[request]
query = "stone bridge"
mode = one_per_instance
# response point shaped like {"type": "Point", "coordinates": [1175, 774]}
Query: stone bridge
----------------------------------------
* **Your task**: Identify each line in the rows above that contains the string "stone", and copy those lines.

* **Reply**:
query = "stone bridge"
Query: stone bridge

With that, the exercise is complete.